- EXTRACTED TEXT:
And – this is the part that involves REAL damage to real people – thousands upon thousands or breweries, wineries, movies, dog breeds, sausages, etc., etc., etc., are overlooked, even swamped by the mad rush to find those things we anoint as “Best Of…” Real businesses lose real money, have to fire actual people, go out of business, all because they haven’t gotten to be The Flavor of The Month. I’ve seen this first hand, hundreds of times. I’ve watched people come into my old wine shop and pass up dozens of bottles of FAR better wines to get to the Hot New Thing, with zero consideration of whether it’s a good use of their money. Wine Spectator gave it a 92, so it must be great, right? RIGHT!?!? And I had many of those same people come back to my shop and say, “God, I tried that 92 point wine I read about from Parker and it was just garbage!“
The one and only legitimate use for a Best Of list is as a suggestion, a list of items that this person or group of people, tasting them on this particular day, liked best out of a limited sample size. Even at big contests like GABF (Great American Beer Festival), they may have 300 IPAs entered in a given year, their largest category by far. But the math is simple and revealing: there are over 8,000 breweries in the US and each one will make, on average, eight to ten IPAs in, say, three years. For purposes of economy, let’s say they make three each in 2020. That works out to 24,000 IPAs…meaning that those uber-astute GABF judges are tasting…1.25% of all American IPAs made in the relevant year. Simple law of averages says that quite a few of those untasted 23,700 beers will be as good or better than the three medalists at GABF. “Best Of”? Hardly conclusive…is it?

- WHAT TO PRODUCE:
Which kinds of things does the passage on "Best Of" lists name as being overlooked in the rush to find the best? The items after this passage are separate material, unrelated to it.

- DATA ROWS:
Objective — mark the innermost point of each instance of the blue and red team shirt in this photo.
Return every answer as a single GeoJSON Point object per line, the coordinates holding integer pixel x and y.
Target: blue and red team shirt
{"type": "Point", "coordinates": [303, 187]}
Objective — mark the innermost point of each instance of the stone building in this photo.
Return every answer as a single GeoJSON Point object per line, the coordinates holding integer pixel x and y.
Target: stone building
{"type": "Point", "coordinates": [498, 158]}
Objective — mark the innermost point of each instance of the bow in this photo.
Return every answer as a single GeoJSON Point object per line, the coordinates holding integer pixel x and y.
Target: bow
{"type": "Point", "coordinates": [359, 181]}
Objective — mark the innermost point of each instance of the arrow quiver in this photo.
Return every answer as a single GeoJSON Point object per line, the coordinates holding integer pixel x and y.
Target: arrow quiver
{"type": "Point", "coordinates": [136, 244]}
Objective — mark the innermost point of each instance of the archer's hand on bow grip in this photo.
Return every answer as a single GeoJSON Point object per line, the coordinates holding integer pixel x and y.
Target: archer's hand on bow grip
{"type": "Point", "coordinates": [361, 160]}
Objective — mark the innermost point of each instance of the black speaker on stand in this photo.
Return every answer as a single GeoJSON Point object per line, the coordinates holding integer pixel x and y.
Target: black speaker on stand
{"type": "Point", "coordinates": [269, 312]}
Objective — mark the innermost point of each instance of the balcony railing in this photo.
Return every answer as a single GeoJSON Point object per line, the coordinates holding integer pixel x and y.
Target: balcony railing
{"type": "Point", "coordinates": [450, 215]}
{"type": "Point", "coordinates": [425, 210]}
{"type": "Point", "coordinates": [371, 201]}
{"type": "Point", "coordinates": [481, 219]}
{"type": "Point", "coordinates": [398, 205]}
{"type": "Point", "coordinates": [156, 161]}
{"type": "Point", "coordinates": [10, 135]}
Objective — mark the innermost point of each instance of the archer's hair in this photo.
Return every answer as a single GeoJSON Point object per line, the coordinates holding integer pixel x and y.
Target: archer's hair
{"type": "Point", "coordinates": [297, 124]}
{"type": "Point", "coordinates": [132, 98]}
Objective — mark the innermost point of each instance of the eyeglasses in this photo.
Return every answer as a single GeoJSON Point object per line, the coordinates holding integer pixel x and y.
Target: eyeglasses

- FULL OUTPUT:
Breweries, wineries, movies, dog breeds, and sausages.